▶ [Written exercise]: Arrange every line of the records below as a Markdown table with the columns No. and Line, numbering the rows and skipping blank lines.

-- begin Information provided --

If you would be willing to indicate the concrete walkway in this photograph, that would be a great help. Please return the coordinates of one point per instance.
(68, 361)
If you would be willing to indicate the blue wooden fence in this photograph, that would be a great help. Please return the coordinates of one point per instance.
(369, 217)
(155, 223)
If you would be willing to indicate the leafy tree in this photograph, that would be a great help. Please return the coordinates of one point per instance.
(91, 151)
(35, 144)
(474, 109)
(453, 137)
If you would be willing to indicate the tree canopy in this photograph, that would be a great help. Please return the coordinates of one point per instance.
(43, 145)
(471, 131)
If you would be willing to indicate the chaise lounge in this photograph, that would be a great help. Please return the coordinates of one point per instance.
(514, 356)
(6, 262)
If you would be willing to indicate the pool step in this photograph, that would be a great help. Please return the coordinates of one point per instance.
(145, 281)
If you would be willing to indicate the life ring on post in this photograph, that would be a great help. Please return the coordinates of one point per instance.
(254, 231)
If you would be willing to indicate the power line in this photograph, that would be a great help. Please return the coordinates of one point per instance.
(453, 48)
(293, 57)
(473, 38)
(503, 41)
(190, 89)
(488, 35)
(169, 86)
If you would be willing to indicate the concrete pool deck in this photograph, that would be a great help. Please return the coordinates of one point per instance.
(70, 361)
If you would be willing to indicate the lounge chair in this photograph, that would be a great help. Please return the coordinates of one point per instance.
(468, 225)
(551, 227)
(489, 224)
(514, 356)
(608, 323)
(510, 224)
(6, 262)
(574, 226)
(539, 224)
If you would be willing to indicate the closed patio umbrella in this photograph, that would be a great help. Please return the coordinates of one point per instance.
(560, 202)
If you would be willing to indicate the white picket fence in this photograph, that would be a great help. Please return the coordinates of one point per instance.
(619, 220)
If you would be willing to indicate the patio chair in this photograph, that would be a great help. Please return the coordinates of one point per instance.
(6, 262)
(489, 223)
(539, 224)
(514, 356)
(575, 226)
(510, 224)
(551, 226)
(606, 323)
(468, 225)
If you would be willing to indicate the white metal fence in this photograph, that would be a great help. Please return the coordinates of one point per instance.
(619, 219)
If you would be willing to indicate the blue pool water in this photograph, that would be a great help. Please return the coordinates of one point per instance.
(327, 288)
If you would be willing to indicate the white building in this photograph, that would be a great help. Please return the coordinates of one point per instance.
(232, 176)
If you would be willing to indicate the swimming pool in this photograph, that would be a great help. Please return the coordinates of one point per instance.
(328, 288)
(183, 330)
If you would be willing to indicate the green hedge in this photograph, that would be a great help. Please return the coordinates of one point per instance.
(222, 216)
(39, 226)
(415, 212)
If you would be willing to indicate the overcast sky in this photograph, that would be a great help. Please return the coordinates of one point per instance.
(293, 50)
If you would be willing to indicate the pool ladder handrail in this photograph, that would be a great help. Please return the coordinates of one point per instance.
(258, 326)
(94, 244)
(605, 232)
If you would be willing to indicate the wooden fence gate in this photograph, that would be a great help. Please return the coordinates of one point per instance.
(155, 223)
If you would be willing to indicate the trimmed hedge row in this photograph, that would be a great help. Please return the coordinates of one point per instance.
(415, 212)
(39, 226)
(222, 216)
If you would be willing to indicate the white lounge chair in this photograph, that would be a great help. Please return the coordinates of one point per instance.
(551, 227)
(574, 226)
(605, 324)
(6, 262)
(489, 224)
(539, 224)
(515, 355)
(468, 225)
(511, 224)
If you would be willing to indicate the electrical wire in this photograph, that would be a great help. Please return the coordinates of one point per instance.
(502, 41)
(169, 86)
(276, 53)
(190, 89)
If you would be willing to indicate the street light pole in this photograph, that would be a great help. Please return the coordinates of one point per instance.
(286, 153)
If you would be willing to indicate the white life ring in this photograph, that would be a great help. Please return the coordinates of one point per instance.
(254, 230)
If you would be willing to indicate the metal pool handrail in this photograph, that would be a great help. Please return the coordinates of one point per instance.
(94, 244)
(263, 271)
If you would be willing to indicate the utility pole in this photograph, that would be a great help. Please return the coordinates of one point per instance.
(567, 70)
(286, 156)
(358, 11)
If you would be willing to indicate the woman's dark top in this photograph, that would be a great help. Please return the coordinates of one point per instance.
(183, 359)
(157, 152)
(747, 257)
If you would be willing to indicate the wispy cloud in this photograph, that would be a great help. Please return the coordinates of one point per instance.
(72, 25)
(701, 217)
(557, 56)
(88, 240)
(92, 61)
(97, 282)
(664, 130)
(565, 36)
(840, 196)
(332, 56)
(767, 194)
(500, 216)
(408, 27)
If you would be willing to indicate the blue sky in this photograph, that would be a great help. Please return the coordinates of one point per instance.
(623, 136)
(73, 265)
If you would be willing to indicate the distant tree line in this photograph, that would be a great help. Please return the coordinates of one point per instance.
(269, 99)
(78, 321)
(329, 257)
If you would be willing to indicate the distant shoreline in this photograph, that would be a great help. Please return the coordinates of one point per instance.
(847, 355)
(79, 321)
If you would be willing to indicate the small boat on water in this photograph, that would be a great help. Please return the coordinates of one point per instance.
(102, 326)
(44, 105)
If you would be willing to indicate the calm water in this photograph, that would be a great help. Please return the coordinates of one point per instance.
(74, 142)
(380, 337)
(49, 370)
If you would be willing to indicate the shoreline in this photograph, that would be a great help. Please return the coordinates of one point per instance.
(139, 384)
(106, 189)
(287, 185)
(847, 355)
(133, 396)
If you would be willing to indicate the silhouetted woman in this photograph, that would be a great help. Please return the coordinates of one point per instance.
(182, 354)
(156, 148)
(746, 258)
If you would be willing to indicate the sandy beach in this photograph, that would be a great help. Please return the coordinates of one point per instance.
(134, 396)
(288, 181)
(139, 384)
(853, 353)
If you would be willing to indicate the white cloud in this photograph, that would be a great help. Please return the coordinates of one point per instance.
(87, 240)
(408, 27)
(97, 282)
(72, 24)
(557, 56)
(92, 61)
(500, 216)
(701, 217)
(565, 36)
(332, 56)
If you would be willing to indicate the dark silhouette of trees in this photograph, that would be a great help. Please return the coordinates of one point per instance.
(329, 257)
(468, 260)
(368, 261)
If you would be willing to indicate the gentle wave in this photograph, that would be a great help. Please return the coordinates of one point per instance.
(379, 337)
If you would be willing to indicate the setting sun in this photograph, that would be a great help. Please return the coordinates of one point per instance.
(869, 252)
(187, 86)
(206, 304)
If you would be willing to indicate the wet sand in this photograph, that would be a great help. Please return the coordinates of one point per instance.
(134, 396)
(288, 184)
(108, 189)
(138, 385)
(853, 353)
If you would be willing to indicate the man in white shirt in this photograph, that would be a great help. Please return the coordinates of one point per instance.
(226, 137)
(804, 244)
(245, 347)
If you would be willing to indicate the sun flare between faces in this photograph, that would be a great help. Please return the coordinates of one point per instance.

-- end Information provided --

▶ [Output]:
| No. | Line |
|---|---|
| 1 | If you would be willing to indicate the concrete walkway in this photograph, that would be a great help. Please return the coordinates of one point per instance. |
| 2 | (68, 361) |
| 3 | If you would be willing to indicate the blue wooden fence in this photograph, that would be a great help. Please return the coordinates of one point per instance. |
| 4 | (369, 217) |
| 5 | (155, 223) |
| 6 | If you would be willing to indicate the leafy tree in this photograph, that would be a great help. Please return the coordinates of one point per instance. |
| 7 | (91, 151) |
| 8 | (35, 144) |
| 9 | (474, 109) |
| 10 | (453, 137) |
| 11 | If you would be willing to indicate the tree canopy in this photograph, that would be a great help. Please return the coordinates of one point per instance. |
| 12 | (43, 145) |
| 13 | (471, 131) |
| 14 | If you would be willing to indicate the chaise lounge in this photograph, that would be a great help. Please return the coordinates of one point per instance. |
| 15 | (514, 356) |
| 16 | (6, 262) |
| 17 | If you would be willing to indicate the pool step in this photograph, that would be a great help. Please return the coordinates of one point per instance. |
| 18 | (145, 281) |
| 19 | If you would be willing to indicate the life ring on post in this photograph, that would be a great help. Please return the coordinates of one point per instance. |
| 20 | (254, 231) |
| 21 | If you would be willing to indicate the power line in this photograph, that would be a great help. Please return the coordinates of one point per instance. |
| 22 | (453, 48) |
| 23 | (293, 57) |
| 24 | (473, 38) |
| 25 | (503, 41) |
| 26 | (190, 89) |
| 27 | (488, 35) |
| 28 | (169, 86) |
| 29 | If you would be willing to indicate the concrete pool deck in this photograph, that would be a great help. Please return the coordinates of one point per instance. |
| 30 | (70, 361) |
| 31 | If you would be willing to indicate the lounge chair in this photograph, that would be a great help. Please return the coordinates of one point per instance. |
| 32 | (468, 225) |
| 33 | (551, 227) |
| 34 | (489, 224) |
| 35 | (514, 356) |
| 36 | (608, 323) |
| 37 | (510, 224) |
| 38 | (6, 262) |
| 39 | (574, 226) |
| 40 | (539, 224) |
| 41 | If you would be willing to indicate the closed patio umbrella in this photograph, that would be a great help. Please return the coordinates of one point per instance. |
| 42 | (560, 202) |
| 43 | If you would be willing to indicate the white picket fence in this photograph, that would be a great help. Please return the coordinates of one point per instance. |
| 44 | (619, 220) |
| 45 | If you would be willing to indicate the patio chair in this photograph, that would be a great help. Please return the coordinates of one point per instance. |
| 46 | (6, 262) |
| 47 | (489, 223) |
| 48 | (539, 224) |
| 49 | (514, 356) |
| 50 | (575, 226) |
| 51 | (510, 224) |
| 52 | (551, 226) |
| 53 | (606, 323) |
| 54 | (468, 225) |
| 55 | If you would be willing to indicate the white metal fence in this photograph, that would be a great help. Please return the coordinates of one point per instance. |
| 56 | (619, 219) |
| 57 | If you would be willing to indicate the blue pool water in this photograph, that would be a great help. Please return the coordinates of one point per instance. |
| 58 | (327, 288) |
| 59 | If you would be willing to indicate the white building in this photograph, that would be a great help. Please return the coordinates of one point per instance. |
| 60 | (232, 176) |
| 61 | If you would be willing to indicate the swimming pool in this photograph, that would be a great help. Please return the coordinates of one point per instance. |
| 62 | (328, 288) |
| 63 | (183, 330) |
| 64 | If you would be willing to indicate the green hedge in this photograph, that would be a great help. Please return the coordinates of one point per instance. |
| 65 | (222, 216) |
| 66 | (39, 226) |
| 67 | (415, 212) |
| 68 | If you would be willing to indicate the overcast sky in this photograph, that would be a great help. Please return the coordinates of one point per instance. |
| 69 | (293, 50) |
| 70 | If you would be willing to indicate the pool ladder handrail in this photograph, that would be a great help. Please return the coordinates of one point per instance. |
| 71 | (258, 326) |
| 72 | (94, 244) |
| 73 | (605, 232) |
| 74 | If you would be willing to indicate the wooden fence gate in this photograph, that would be a great help. Please return the coordinates of one point per instance. |
| 75 | (155, 223) |
| 76 | If you would be willing to indicate the trimmed hedge row in this photograph, that would be a great help. Please return the coordinates of one point per instance. |
| 77 | (415, 212) |
| 78 | (39, 226) |
| 79 | (222, 216) |
| 80 | If you would be willing to indicate the white lounge chair in this photograph, that would be a great help. Please return the coordinates of one point per instance. |
| 81 | (551, 227) |
| 82 | (574, 226) |
| 83 | (605, 324) |
| 84 | (6, 262) |
| 85 | (489, 224) |
| 86 | (539, 224) |
| 87 | (515, 355) |
| 88 | (468, 225) |
| 89 | (511, 224) |
| 90 | If you would be willing to indicate the electrical wire in this photograph, that would be a great help. Please return the coordinates of one point per instance. |
| 91 | (502, 41) |
| 92 | (169, 86) |
| 93 | (276, 53) |
| 94 | (190, 89) |
| 95 | If you would be willing to indicate the street light pole in this photograph, that would be a great help. Please return the coordinates of one point per instance. |
| 96 | (286, 153) |
| 97 | If you would be willing to indicate the white life ring in this photograph, that would be a great help. Please return the coordinates of one point per instance. |
| 98 | (254, 230) |
| 99 | If you would be willing to indicate the metal pool handrail in this photograph, that would be a great help. Please return the coordinates of one point per instance. |
| 100 | (94, 244) |
| 101 | (263, 271) |
| 102 | If you would be willing to indicate the utility pole in this photograph, that would be a great help. Please return the coordinates of one point per instance. |
| 103 | (567, 70) |
| 104 | (286, 156) |
| 105 | (358, 11) |
| 106 | If you would be willing to indicate the woman's dark top in this photograph, that would be a great help. Please return the coordinates of one point per instance. |
| 107 | (183, 359) |
| 108 | (157, 152) |
| 109 | (747, 257) |
| 110 | If you would be willing to indicate the wispy cloud in this photograph, that would be a great help. Please return the coordinates of one point per instance. |
| 111 | (72, 25) |
| 112 | (701, 217) |
| 113 | (557, 56) |
| 114 | (88, 240) |
| 115 | (92, 61) |
| 116 | (97, 282) |
| 117 | (664, 130) |
| 118 | (565, 36) |
| 119 | (840, 196) |
| 120 | (332, 56) |
| 121 | (767, 194) |
| 122 | (500, 216) |
| 123 | (408, 27) |
| 124 | If you would be willing to indicate the blue sky in this photograph, that would be a great help. Please return the coordinates of one point per instance. |
| 125 | (623, 136) |
| 126 | (73, 265) |
| 127 | If you would be willing to indicate the distant tree line in this photograph, that would be a great help. Please return the coordinates of one point per instance. |
| 128 | (269, 99) |
| 129 | (78, 321) |
| 130 | (329, 257) |
| 131 | If you would be willing to indicate the distant shoreline in this photograph, that would be a great help. Please return the coordinates of one point per instance. |
| 132 | (847, 355) |
| 133 | (79, 321) |
| 134 | If you would be willing to indicate the small boat on water in this photograph, that would be a great help. Please return the coordinates of one point per instance. |
| 135 | (102, 326) |
| 136 | (44, 105) |
| 137 | If you would be willing to indicate the calm water in this photograph, that would be a great help. Please return the coordinates of one point per instance. |
| 138 | (74, 142) |
| 139 | (380, 337) |
| 140 | (49, 370) |
| 141 | If you would be willing to indicate the shoreline in this photograph, that would be a great help. Please return the coordinates of one point per instance. |
| 142 | (139, 384) |
| 143 | (106, 189) |
| 144 | (287, 185) |
| 145 | (847, 355) |
| 146 | (133, 396) |
| 147 | If you would be willing to indicate the silhouetted woman in this photograph, that would be a great help. Please return the coordinates of one point per instance. |
| 148 | (182, 354) |
| 149 | (156, 148) |
| 150 | (746, 258) |
| 151 | If you would be willing to indicate the sandy beach in this photograph, that would be a great help. Please return the coordinates of one point per instance. |
| 152 | (134, 396) |
| 153 | (288, 181) |
| 154 | (139, 384) |
| 155 | (853, 353) |
| 156 | If you would be willing to indicate the white cloud in this photograph, that would be a great help. Please return the coordinates of one point per instance. |
| 157 | (87, 240) |
| 158 | (408, 27) |
| 159 | (97, 282) |
| 160 | (72, 24) |
| 161 | (557, 56) |
| 162 | (92, 61) |
| 163 | (500, 216) |
| 164 | (701, 217) |
| 165 | (565, 36) |
| 166 | (332, 56) |
| 167 | If you would be willing to indicate the dark silhouette of trees in this photograph, that would be a great help. Please return the coordinates of one point per instance. |
| 168 | (329, 257) |
| 169 | (468, 260) |
| 170 | (368, 261) |
| 171 | If you would be willing to indicate the gentle wave in this photograph, that would be a great help. Please return the coordinates of one point per instance. |
| 172 | (379, 337) |
| 173 | If you would be willing to indicate the setting sun in this photograph, that would be a great help. Please return the coordinates of one point per instance. |
| 174 | (869, 252) |
| 175 | (187, 86) |
| 176 | (206, 304) |
| 177 | If you would be willing to indicate the wet sand in this photograph, that would be a great help. Please return the coordinates of one point per instance. |
| 178 | (134, 396) |
| 179 | (288, 184) |
| 180 | (108, 189) |
| 181 | (138, 385) |
| 182 | (853, 353) |
| 183 | If you would be willing to indicate the man in white shirt in this photograph, that would be a great help. Please return the coordinates of one point per instance. |
| 184 | (226, 137) |
| 185 | (804, 244) |
| 186 | (245, 347) |
| 187 | If you would be willing to indicate the sun flare between faces in this photograph, that would be a great help. Please return the coordinates of one point per instance. |